→ **TASK**
Please copy the items below word for word, covering only the stretch from the line that contains "detect tree canopy" through the line that contains "[899,236,921,387]", with both of those lines included.

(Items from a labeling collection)
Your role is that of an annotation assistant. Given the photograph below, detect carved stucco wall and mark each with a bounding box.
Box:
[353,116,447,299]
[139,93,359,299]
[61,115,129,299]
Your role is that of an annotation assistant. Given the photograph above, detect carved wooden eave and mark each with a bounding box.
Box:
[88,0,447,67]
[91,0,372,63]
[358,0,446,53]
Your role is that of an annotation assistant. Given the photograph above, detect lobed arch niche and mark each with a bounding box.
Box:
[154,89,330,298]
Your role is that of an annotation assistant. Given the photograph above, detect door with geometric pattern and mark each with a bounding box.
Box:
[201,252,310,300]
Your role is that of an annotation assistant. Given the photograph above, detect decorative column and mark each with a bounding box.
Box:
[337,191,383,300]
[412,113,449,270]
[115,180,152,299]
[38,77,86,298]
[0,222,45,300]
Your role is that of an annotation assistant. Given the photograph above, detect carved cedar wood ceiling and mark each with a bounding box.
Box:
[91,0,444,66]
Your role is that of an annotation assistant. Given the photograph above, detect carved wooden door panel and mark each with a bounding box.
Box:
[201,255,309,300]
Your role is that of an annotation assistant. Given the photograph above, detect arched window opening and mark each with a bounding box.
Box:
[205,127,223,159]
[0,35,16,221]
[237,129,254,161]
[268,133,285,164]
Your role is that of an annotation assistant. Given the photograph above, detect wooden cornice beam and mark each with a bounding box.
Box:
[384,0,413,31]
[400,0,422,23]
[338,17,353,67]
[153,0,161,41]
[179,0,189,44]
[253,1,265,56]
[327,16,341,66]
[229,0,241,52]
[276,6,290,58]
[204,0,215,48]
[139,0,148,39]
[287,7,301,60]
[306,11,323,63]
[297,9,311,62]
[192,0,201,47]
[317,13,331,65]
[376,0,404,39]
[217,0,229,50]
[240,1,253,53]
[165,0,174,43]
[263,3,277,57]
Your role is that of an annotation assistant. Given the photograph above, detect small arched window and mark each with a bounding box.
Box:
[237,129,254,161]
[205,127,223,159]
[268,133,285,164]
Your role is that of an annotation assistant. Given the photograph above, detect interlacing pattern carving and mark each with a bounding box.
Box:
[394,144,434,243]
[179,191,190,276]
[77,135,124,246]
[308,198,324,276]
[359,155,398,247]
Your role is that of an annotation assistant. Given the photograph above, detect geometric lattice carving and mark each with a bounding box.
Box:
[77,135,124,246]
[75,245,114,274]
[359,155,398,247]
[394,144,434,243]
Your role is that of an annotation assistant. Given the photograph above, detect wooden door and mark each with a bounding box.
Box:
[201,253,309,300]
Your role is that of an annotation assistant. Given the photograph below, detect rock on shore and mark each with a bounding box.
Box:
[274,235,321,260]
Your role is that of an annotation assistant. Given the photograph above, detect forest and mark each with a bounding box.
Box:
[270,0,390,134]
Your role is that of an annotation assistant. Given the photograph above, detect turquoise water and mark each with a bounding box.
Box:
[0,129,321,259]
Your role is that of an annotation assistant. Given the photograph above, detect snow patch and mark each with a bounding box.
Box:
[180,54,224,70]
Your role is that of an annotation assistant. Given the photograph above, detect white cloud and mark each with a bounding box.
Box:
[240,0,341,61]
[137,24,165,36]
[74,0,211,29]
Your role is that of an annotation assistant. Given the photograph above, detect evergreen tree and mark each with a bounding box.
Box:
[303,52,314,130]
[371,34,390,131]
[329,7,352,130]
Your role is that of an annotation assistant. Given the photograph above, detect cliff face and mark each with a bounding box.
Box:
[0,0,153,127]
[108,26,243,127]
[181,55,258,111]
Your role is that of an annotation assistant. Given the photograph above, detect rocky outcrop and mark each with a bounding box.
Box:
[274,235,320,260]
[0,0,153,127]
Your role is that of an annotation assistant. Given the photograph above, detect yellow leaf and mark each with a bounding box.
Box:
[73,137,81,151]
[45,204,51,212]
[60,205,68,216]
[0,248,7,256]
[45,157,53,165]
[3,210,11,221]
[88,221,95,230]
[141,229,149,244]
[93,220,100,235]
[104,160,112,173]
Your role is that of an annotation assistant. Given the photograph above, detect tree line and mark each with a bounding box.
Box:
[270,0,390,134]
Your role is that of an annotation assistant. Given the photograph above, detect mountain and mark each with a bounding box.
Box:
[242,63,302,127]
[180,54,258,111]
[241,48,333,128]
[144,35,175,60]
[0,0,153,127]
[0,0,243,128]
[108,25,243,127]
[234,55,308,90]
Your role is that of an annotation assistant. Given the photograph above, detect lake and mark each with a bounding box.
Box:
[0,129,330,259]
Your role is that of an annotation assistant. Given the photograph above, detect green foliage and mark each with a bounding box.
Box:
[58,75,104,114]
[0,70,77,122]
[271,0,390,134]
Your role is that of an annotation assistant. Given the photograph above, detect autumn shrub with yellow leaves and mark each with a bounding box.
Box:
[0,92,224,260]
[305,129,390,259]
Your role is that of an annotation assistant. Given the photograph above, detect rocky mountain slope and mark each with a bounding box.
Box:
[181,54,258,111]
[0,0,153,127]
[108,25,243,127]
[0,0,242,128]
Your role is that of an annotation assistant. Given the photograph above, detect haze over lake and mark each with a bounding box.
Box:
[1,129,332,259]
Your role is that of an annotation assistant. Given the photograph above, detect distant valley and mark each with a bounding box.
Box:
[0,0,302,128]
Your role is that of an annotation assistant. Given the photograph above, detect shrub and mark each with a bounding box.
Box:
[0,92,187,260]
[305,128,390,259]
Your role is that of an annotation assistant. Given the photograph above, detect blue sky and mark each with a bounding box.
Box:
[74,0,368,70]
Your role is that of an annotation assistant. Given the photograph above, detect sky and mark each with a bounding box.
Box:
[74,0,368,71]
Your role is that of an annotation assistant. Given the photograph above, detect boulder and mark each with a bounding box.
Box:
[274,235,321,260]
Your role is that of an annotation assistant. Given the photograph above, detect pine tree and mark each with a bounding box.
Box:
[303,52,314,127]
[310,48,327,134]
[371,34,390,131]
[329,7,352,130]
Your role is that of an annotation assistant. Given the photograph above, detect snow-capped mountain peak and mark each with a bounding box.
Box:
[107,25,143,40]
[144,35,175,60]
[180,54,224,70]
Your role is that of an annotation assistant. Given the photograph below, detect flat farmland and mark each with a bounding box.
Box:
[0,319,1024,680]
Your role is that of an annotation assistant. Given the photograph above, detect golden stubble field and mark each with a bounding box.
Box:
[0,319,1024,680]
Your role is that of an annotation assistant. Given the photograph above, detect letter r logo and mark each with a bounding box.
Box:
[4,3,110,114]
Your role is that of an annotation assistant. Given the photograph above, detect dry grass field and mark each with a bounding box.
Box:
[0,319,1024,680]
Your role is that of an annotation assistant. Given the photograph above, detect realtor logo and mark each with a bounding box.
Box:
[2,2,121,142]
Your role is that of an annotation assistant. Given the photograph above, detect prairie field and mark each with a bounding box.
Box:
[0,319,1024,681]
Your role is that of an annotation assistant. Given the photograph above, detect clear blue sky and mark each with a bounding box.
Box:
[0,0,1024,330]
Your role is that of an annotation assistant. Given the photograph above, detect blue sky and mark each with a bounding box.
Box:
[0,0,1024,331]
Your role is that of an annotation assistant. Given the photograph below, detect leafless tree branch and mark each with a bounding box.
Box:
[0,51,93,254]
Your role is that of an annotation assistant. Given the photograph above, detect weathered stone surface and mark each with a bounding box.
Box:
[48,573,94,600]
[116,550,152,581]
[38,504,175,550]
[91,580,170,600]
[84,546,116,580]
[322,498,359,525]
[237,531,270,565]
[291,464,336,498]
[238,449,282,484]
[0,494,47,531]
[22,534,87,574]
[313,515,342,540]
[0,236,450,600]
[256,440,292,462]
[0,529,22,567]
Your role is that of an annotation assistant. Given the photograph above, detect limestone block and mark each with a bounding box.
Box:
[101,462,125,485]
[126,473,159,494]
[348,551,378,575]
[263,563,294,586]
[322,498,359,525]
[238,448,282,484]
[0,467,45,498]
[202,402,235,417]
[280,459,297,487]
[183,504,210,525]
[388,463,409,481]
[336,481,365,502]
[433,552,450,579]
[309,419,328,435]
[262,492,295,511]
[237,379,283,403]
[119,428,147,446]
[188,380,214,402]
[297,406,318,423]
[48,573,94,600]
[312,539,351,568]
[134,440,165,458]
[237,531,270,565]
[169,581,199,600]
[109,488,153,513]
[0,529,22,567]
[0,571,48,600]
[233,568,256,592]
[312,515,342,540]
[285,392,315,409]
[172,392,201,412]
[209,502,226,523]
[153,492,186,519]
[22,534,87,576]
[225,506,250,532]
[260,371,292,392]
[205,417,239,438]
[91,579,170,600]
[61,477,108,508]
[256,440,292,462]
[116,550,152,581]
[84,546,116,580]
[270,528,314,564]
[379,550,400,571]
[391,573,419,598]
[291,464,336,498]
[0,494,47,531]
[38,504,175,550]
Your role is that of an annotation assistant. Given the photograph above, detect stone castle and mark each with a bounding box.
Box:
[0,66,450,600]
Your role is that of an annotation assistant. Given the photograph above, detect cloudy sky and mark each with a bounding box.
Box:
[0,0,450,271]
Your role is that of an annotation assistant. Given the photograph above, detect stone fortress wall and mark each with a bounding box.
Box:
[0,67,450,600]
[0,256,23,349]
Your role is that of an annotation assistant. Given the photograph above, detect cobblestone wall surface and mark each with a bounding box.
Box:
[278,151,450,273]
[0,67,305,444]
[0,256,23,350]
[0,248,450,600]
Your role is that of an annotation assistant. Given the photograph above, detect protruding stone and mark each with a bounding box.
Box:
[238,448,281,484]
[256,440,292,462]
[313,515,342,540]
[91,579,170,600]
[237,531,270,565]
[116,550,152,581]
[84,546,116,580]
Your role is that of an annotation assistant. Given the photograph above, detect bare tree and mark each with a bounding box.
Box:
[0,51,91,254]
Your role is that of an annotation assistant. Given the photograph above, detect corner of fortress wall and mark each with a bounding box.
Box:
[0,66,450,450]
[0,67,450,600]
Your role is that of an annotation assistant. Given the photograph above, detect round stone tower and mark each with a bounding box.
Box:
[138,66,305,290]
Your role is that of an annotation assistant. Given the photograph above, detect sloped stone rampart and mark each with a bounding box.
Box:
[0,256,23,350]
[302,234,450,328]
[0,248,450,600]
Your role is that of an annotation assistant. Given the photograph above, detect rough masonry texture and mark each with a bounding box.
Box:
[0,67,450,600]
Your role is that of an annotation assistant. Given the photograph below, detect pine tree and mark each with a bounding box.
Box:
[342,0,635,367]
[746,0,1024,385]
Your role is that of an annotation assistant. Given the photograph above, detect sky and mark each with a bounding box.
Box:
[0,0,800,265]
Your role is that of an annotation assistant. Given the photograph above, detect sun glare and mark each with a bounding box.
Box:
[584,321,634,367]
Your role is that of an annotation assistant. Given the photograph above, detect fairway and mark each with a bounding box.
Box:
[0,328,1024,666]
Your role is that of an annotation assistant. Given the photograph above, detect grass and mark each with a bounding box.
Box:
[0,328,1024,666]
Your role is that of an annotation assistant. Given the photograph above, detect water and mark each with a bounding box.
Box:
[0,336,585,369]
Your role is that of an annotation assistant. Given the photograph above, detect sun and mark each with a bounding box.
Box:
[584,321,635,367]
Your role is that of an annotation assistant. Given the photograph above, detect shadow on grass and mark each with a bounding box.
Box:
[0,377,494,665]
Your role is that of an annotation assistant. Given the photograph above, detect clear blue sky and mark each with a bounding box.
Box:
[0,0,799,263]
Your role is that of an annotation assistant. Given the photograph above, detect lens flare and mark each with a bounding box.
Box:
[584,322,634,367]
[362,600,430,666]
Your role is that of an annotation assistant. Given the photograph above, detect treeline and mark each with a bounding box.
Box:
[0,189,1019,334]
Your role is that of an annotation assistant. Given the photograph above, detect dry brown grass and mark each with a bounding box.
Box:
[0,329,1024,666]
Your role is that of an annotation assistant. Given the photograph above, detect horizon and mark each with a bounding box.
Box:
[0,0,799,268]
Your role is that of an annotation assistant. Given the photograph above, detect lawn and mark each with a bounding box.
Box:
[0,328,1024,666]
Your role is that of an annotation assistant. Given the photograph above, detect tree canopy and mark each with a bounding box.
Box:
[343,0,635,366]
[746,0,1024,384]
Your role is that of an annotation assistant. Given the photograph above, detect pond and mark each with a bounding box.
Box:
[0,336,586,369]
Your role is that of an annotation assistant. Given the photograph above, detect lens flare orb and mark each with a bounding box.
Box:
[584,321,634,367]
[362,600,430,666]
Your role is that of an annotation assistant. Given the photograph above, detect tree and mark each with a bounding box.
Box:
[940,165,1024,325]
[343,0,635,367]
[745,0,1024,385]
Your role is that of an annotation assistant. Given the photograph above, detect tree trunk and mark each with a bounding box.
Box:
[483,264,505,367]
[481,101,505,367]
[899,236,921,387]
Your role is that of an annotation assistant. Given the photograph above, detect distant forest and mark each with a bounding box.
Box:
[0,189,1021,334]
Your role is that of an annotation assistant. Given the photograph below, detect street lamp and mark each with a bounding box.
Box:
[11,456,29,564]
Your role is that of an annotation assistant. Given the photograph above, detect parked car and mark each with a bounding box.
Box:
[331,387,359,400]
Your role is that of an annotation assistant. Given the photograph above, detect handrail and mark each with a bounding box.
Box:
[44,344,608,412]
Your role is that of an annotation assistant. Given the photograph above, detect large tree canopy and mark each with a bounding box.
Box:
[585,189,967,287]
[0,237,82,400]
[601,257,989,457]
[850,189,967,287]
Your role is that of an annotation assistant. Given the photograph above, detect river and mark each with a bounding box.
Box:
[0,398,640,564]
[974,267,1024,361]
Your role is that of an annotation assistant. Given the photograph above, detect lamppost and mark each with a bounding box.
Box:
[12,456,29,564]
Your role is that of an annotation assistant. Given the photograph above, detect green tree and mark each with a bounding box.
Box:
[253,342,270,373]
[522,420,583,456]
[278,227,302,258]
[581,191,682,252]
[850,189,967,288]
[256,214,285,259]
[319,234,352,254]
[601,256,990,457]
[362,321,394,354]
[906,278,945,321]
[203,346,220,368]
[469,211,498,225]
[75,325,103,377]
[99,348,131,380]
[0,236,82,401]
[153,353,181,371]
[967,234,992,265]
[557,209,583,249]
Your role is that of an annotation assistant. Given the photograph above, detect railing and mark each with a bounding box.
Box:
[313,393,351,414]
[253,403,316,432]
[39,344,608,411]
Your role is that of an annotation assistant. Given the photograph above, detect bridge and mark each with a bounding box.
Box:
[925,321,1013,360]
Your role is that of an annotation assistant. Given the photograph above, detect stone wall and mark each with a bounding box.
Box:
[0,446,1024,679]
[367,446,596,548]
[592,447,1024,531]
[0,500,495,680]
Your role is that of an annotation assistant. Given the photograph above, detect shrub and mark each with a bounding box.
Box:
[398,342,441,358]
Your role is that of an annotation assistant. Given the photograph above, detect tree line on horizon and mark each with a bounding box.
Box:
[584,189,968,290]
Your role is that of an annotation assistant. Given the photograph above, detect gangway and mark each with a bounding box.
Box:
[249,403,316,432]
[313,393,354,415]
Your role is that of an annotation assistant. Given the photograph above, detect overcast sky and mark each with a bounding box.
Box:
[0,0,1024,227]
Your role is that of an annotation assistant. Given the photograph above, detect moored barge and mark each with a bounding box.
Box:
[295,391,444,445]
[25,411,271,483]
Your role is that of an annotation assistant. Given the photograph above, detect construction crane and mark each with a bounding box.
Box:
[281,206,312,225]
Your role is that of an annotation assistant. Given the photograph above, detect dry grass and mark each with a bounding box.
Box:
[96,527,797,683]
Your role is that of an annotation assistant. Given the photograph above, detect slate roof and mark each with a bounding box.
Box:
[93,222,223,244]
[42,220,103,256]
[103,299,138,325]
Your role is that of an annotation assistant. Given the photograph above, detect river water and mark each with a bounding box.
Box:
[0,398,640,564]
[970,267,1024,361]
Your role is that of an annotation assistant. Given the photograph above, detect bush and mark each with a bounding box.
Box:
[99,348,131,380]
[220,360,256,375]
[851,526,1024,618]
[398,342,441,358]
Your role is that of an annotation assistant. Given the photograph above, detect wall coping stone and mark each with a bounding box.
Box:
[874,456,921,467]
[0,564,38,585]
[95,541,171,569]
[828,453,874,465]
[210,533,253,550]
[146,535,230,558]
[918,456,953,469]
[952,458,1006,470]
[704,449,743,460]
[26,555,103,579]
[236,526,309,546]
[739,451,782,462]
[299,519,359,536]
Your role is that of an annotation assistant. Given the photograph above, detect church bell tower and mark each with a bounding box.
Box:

→ **REPLY**
Your role is that of an annotation assistant. Given the photograph above, detect tree canopy and mark each with a bounding box.
Box:
[343,0,635,366]
[746,0,1024,384]
Your role is that of an annotation assistant. Given the photograph above, detect pond and mark each with a bounding box.
Box:
[0,336,586,369]
Your role is that of an annotation assistant. Given the photograph above, detect lens flare orb and mark each with a bounding box.
Box:
[584,321,634,367]
[362,600,430,666]
Your role is that of an annotation assistant. Given the photograph above, detect tree and mark each with a bounding box.
Box:
[940,165,1024,325]
[343,0,635,367]
[745,0,1024,385]
Your role is that of an annotation assistant. Given the photograph above, detect tree trunk and mark each with a bounding box.
Box:
[483,264,505,367]
[481,101,505,367]
[899,236,921,387]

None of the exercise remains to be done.